### Tekstfragment
----

Bergmans: 'Het is natuurlijk een risico. Maar wij gaan dat alleen aan als we in een project geloven. We weten ook wat we zelf kunnen bewerkstelligen. Het verdienmodel werkt daarbij als een soort toets, omdat het ons dwingt om serieus na te denken over de vraag: hoe groot kan het succes worden? Het maakt ons ook mede-ondernemer. En natuurlijk werken we allemaal heel hard voor onze opdrachtgevers, het is toch anders als je er zo met huid en haar in zit.'

Leverde de eerste vier boeken meer op dan wanneer jullie je gebruikelijke uurtarief hadden gefactureerd?
Medendorp: 'Ja. Maar vergeet niet dat we er al een, in het geval van Rick zelfs twee jaar werk in hebben gestoken voor we onze eerste inkomsten zien.'
Bergmans: 'Tegelijk is geld absoluut niet onze drijfveer, omdat we dit eigenlijk naast ons gewone werk doen. De drijfveer is het plezier. Ook bij de schrijvers, die eigenaar van hun creativiteit willen zijn. Dat merk je bijvoorbeeld als Tommy ons foto's stuurt van een top 10 in een winkel. Dat is niet het plezier van een schrijver, maar dat van een uitgever.'

Beviel de onderlinge samenwerking meteen bij het eerste project?

----

### Opdracht A
Zoek in de rijen hieronder elke regel waarin het woord "wall" voorkomt en schrijf die regels over.

### Geselecteerde gegevens

----

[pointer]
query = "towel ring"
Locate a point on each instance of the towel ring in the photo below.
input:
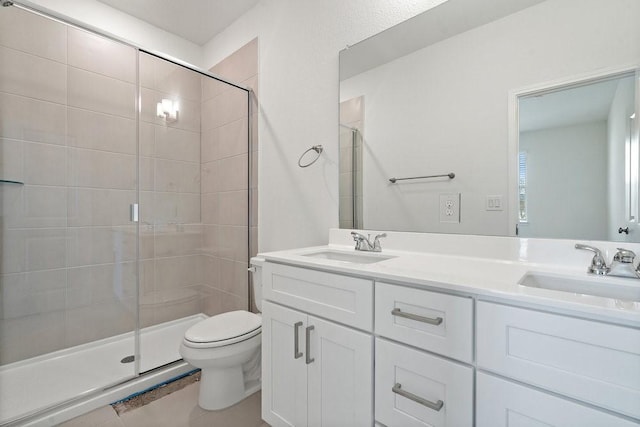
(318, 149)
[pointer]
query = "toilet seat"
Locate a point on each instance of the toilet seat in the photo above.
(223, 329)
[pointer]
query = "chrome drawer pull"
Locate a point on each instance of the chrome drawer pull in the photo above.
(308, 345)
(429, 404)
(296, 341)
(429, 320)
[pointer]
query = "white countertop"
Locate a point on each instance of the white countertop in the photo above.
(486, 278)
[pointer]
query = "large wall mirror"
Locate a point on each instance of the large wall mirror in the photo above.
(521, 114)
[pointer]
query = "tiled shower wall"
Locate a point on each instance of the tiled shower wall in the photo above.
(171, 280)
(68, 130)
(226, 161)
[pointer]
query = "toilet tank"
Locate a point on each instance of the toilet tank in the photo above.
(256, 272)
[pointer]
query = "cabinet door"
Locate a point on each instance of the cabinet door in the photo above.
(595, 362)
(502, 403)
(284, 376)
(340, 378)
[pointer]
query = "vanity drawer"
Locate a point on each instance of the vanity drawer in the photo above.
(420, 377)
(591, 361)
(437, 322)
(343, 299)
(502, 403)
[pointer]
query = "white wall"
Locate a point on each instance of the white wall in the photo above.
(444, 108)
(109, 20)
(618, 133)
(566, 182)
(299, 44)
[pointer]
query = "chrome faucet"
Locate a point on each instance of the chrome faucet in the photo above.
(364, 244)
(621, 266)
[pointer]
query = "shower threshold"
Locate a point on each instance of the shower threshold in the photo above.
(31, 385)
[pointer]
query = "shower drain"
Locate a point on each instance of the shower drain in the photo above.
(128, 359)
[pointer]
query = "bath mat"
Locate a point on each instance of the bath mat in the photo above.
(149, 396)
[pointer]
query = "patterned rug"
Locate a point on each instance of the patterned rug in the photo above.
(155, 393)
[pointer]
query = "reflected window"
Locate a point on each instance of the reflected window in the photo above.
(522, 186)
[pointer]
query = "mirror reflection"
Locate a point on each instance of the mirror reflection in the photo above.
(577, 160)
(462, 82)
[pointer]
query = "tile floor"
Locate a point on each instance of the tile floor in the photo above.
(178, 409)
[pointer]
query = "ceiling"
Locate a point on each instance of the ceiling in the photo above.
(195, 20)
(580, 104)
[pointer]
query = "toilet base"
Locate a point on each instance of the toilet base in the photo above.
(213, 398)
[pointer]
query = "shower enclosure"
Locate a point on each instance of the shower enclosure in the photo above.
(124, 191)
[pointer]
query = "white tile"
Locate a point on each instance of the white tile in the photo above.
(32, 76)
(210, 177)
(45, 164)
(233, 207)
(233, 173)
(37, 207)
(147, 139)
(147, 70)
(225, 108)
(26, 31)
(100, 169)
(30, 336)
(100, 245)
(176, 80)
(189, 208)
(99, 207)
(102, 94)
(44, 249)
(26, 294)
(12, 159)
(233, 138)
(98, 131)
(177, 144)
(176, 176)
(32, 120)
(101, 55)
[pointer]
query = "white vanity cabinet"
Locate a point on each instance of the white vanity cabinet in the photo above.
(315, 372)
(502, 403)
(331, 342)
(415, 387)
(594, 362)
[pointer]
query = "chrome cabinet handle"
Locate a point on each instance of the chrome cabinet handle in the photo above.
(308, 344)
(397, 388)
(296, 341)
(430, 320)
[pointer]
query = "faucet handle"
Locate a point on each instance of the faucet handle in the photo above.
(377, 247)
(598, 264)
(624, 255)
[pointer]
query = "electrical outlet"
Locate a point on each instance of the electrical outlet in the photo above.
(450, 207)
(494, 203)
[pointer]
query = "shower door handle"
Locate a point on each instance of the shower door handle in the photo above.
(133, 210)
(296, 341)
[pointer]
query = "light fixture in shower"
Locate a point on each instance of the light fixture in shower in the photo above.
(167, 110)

----

### Opdracht B
Beantwoord de volgende vragen over het interviewfragment:
(i) Wat werkt volgens Bergmans als een soort toets?
(ii) Hoeveel jaar werk had Rick erin gestoken voordat de eerste inkomsten binnenkwamen?
(iii) Wat noemt Bergmans de drijfveer, nu geld dat niet is?

### Verwacht antwoord A
query = "large wall mirror"
Locate a point on each instance of the large wall mirror in the photo above.
query = "tiled shower wall"
Locate a point on each instance of the tiled shower wall in the photo above.
query = "white wall"
Locate a point on each instance of the white wall in the photo above.

### Verwacht antwoord B
(i) Het verdienmodel.
(ii) Twee jaar.
(iii) Het plezier.